## Information supplied

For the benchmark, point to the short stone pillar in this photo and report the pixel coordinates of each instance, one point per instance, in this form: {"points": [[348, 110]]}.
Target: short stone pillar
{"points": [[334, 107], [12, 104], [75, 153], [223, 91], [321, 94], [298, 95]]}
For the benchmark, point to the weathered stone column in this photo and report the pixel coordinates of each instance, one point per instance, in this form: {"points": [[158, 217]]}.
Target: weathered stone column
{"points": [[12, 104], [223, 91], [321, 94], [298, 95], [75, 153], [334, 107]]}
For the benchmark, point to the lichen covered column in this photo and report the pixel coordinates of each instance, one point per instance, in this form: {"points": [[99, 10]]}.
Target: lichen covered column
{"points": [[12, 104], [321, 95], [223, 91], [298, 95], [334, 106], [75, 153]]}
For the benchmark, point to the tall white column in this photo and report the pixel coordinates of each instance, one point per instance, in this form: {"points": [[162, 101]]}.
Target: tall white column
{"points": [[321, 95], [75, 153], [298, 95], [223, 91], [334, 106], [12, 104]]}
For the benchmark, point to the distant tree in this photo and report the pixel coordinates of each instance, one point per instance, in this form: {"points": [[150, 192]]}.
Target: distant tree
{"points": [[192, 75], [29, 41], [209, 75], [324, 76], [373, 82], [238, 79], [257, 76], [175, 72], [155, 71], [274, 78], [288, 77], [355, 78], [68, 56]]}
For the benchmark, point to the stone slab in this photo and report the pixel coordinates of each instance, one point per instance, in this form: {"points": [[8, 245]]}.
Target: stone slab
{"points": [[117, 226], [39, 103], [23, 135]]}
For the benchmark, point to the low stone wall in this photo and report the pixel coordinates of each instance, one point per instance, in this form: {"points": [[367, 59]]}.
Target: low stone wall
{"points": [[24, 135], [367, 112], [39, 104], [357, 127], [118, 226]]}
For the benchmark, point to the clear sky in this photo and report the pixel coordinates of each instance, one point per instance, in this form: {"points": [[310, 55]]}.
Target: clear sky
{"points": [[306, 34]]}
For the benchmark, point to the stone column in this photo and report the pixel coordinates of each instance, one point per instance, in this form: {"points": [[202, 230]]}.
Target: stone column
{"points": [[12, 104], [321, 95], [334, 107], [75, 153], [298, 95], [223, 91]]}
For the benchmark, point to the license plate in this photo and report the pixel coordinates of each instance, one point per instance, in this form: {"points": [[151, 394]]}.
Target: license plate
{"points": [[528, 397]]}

==

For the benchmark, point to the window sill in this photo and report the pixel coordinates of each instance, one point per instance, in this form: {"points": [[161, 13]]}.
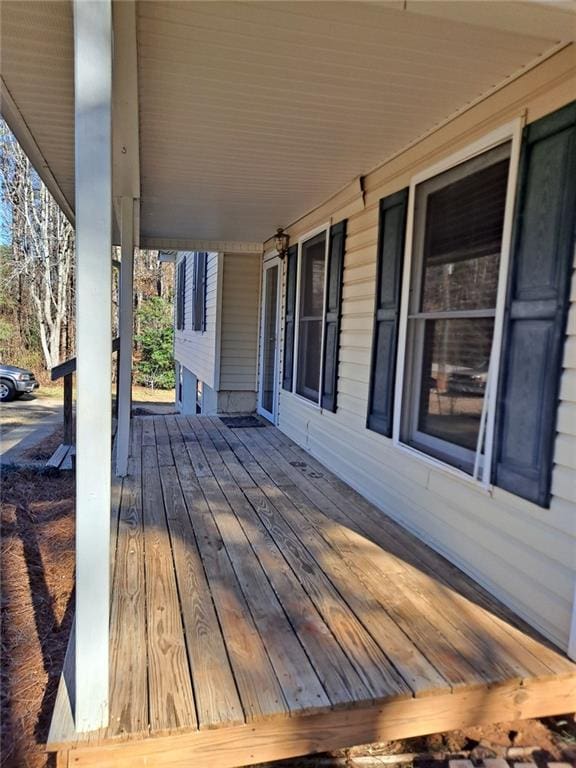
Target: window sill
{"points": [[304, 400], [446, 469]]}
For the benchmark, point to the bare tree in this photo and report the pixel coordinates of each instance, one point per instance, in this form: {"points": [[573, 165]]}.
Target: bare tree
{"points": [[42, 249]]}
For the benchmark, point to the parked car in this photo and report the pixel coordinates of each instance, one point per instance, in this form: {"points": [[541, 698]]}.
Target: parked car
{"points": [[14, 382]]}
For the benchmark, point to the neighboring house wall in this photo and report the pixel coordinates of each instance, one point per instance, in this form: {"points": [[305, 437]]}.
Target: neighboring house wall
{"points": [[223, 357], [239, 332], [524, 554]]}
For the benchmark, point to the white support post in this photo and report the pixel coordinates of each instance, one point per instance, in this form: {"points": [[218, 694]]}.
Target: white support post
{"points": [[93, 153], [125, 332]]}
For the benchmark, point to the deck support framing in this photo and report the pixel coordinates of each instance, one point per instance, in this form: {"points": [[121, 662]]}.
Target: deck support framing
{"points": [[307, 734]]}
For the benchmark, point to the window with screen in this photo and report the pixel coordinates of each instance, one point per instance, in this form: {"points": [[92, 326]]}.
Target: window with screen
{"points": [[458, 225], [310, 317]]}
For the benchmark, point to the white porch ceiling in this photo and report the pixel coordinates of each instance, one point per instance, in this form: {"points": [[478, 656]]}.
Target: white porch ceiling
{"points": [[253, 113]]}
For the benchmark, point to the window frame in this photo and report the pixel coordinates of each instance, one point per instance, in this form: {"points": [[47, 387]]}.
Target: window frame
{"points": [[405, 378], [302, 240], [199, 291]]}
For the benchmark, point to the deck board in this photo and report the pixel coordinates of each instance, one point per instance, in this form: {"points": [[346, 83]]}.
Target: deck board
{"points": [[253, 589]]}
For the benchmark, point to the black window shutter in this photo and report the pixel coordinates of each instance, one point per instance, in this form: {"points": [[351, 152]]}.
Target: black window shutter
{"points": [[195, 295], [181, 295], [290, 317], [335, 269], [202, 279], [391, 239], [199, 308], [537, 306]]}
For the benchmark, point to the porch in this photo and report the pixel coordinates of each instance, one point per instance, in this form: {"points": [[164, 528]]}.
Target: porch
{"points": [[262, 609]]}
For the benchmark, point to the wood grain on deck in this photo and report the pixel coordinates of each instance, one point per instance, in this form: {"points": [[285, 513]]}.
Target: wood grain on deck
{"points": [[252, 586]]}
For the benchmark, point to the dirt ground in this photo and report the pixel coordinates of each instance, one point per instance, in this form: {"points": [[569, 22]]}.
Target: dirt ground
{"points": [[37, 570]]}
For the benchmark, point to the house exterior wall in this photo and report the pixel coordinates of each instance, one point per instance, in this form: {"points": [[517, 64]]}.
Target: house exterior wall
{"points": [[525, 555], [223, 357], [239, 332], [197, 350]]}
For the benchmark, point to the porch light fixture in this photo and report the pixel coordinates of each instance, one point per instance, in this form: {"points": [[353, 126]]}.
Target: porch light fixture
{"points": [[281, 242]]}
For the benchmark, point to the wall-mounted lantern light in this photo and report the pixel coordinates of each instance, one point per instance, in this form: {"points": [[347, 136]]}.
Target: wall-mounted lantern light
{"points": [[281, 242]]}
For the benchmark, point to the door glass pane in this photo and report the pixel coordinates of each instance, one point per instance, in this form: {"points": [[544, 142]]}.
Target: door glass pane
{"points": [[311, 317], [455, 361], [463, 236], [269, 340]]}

---

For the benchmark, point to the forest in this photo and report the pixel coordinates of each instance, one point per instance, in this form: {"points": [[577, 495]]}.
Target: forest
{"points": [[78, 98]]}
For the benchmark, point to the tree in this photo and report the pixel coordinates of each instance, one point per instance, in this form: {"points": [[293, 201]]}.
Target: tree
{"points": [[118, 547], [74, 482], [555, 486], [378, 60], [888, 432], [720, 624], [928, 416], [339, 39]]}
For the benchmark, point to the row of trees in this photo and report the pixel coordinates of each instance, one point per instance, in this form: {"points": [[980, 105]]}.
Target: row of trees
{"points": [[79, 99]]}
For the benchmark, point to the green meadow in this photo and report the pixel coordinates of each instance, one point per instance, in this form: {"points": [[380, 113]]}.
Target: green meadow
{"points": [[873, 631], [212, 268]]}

## Instruction
Return every line of the records above that contains the word "slab". Case counts.

## Worked answer
For the benchmark, point to the stone slab in this photo and report the pixel coordinates of each instance, one point per instance, in this form: {"points": [[8, 245]]}.
Target: stone slab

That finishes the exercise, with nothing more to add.